> Tarea asignada
Por favor, responde estas preguntas con datos del texto de la página:
1. ¿Qué causa que en otoño las sombras sean más alargadas y densas?
2. ¿Qué ensayo se menciona y quién lo escribió?
3. ¿Durante cuánto tiempo duró la lectura de ese ensayo?

> Texto de la página
──────────

Otoño es una estación del año magnífica para las sombras. Lo
saben los fotógrafos que hacen fotos reflejando esta dimensión de las personas.
El ángulo del sol es más bajo y produce sombras más alargadas y densas. Esta
percepción y aprovechamiento fotográfico, unido a la lectura reposada durante
dos semanas del breve ensayo Elogio de la
sombra del escritor japonés Junichiro
Tanizaki (1886-1965), me ha llevado a intentar condensar estas reflexiones
para mi blog, espacio cada vez menos visitado por la intensa decadencia de este
modelo comunicativo respecto a cinco años atrás.
Nunca me había planteado la dimensión de las sombras.

──────────

> Material proporcionado
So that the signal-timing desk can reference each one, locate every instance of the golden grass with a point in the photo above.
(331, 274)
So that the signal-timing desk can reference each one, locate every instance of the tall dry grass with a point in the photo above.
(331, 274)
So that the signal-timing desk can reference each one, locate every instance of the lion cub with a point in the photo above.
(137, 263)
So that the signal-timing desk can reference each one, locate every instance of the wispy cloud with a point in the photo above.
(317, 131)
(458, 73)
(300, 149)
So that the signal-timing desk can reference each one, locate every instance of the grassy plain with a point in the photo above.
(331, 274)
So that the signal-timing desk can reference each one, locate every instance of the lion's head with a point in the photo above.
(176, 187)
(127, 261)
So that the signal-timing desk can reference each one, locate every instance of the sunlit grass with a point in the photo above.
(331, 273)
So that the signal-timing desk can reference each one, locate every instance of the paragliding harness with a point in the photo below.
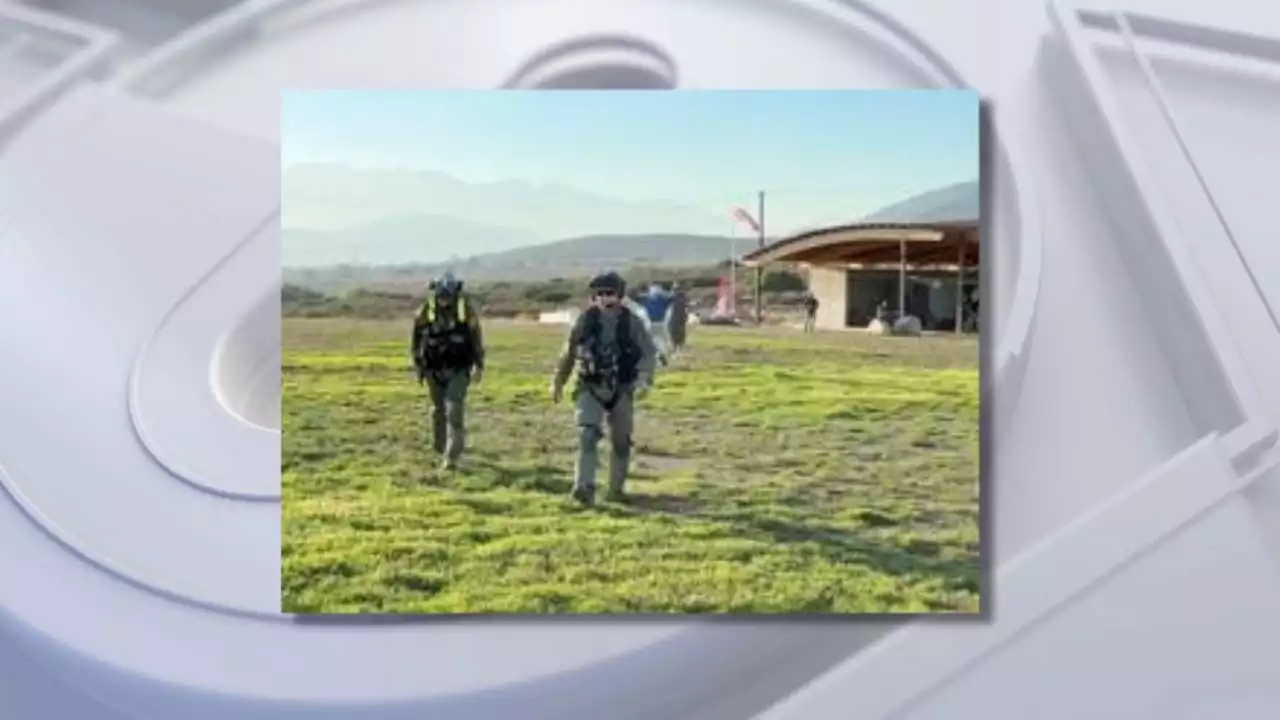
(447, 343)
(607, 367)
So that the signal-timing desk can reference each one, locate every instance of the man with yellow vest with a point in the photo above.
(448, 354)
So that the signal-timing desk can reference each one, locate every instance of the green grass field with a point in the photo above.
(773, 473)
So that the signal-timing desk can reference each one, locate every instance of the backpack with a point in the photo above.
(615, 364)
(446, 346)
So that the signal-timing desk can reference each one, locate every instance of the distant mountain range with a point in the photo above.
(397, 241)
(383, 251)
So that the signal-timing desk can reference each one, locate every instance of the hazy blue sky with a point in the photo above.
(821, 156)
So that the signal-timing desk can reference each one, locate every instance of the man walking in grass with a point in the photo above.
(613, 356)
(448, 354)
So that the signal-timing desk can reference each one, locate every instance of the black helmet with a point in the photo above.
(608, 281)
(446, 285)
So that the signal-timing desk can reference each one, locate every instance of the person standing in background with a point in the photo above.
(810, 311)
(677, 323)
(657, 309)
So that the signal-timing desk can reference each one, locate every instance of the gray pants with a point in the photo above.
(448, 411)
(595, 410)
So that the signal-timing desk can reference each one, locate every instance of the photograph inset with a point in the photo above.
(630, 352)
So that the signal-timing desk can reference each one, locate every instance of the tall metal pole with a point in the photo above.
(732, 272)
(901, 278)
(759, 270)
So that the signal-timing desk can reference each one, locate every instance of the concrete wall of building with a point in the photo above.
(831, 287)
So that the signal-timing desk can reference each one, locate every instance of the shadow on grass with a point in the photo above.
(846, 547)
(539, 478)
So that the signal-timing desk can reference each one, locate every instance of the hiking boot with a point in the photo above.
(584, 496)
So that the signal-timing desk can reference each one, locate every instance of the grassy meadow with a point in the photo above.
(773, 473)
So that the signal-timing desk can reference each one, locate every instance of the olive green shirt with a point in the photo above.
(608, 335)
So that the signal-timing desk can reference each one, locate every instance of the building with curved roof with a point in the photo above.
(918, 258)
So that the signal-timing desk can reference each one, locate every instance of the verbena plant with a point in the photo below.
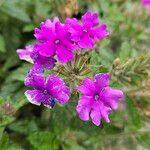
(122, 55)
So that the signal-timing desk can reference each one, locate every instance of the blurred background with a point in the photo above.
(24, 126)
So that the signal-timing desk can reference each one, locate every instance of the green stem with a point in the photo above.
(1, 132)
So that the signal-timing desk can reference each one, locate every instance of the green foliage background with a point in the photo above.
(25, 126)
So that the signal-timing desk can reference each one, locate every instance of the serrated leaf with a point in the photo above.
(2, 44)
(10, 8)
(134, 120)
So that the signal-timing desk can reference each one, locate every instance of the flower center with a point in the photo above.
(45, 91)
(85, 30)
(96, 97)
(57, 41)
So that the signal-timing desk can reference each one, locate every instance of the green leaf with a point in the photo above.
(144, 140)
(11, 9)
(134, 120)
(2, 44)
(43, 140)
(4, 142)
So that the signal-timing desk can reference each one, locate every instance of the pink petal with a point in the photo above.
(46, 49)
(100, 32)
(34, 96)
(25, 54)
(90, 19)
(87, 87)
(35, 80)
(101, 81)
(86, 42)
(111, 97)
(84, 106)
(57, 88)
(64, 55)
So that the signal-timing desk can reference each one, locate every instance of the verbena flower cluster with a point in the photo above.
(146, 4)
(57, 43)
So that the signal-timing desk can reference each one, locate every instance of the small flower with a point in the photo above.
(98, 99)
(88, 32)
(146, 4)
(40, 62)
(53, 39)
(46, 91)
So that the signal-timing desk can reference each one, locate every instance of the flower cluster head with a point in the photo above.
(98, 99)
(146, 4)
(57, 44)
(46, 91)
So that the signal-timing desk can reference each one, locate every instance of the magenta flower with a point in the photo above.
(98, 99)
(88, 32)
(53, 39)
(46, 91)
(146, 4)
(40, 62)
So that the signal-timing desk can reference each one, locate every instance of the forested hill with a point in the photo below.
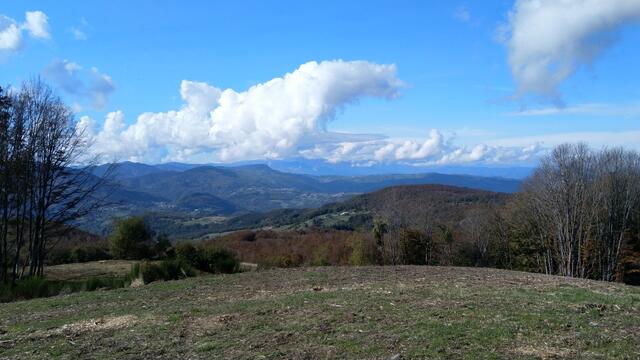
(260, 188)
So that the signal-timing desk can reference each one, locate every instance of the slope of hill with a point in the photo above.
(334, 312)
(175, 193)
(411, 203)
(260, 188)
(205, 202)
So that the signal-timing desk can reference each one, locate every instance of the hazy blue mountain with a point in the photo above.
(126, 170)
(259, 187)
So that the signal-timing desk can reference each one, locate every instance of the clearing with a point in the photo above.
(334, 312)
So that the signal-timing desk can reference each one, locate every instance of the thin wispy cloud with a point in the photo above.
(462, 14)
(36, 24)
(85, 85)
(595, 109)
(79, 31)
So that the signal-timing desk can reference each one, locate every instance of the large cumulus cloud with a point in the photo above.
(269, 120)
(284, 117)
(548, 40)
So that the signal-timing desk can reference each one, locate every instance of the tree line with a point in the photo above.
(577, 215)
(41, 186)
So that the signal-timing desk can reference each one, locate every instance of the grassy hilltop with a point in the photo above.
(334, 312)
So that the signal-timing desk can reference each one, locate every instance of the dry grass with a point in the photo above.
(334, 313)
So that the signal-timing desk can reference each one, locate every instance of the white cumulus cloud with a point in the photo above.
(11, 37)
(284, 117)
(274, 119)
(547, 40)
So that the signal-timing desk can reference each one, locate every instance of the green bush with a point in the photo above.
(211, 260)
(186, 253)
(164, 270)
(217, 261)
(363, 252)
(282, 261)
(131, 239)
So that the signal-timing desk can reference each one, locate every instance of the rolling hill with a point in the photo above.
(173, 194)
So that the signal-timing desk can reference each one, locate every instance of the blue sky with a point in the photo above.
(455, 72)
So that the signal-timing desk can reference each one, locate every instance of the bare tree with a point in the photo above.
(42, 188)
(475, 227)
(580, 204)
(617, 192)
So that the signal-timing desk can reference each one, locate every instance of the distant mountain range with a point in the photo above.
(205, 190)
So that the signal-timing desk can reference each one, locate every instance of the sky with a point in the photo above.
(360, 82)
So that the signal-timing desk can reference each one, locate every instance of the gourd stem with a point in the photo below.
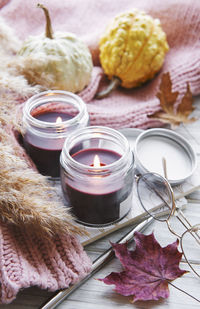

──────────

> Respuesta
1. El ángulo del sol, que es más bajo.
2. Elogio de la sombra, del escritor japonés Junichiro Tanizaki.
3. Dos semanas.